- **WRITTEN PROBLEM**
Filter the material below and copy each line that contains the string "keys", leaving out all other lines.

---+---

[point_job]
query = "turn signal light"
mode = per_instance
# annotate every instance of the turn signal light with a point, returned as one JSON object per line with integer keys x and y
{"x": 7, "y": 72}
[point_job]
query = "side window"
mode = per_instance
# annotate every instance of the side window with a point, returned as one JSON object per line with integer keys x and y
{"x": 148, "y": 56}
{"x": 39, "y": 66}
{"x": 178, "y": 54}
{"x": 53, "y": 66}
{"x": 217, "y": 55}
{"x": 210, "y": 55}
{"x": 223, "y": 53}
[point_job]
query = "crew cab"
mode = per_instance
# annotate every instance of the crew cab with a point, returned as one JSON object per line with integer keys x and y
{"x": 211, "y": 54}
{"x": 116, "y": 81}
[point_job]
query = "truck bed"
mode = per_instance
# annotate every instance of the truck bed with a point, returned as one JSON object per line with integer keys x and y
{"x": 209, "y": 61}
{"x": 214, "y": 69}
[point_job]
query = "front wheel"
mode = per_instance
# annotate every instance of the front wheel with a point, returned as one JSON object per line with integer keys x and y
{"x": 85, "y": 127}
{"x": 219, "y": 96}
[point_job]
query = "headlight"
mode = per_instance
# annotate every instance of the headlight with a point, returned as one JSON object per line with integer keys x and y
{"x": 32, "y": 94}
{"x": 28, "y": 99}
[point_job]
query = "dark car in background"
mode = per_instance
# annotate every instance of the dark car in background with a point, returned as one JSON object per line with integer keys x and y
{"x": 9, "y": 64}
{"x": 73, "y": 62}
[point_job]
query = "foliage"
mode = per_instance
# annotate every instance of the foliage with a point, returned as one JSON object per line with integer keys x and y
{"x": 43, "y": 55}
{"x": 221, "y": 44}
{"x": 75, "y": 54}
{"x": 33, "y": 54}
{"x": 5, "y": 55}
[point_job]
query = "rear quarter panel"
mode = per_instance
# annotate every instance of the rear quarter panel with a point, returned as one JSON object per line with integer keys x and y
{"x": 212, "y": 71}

---+---

- **RESULT**
# annotate every instance of the turn signal light with a point, returned as one JSON object per line with integer keys x and y
# annotate every instance of the side window with a point, returned as one JSON object per line with integer keys x and y
# annotate every instance of the crew cab with a point, returned as one JSON object per line with integer keys x and y
# annotate every instance of the truck bed with a point, returned as one JSON object per line with integer keys x and y
# annotate every instance of the front wheel with a point, returned as one JSON object per line with integer keys x and y
# annotate every instance of the headlight with a point, returned as one JSON object per line with integer keys x and y
# annotate every instance of the dark car in background with a point, returned as one JSON object per line with integer keys x and y
# annotate every instance of the foliage with a point, returned as one JSON object per line with integer keys x and y
# annotate every instance of the rear quarter panel with a point, returned as one JSON object per line with integer keys x and y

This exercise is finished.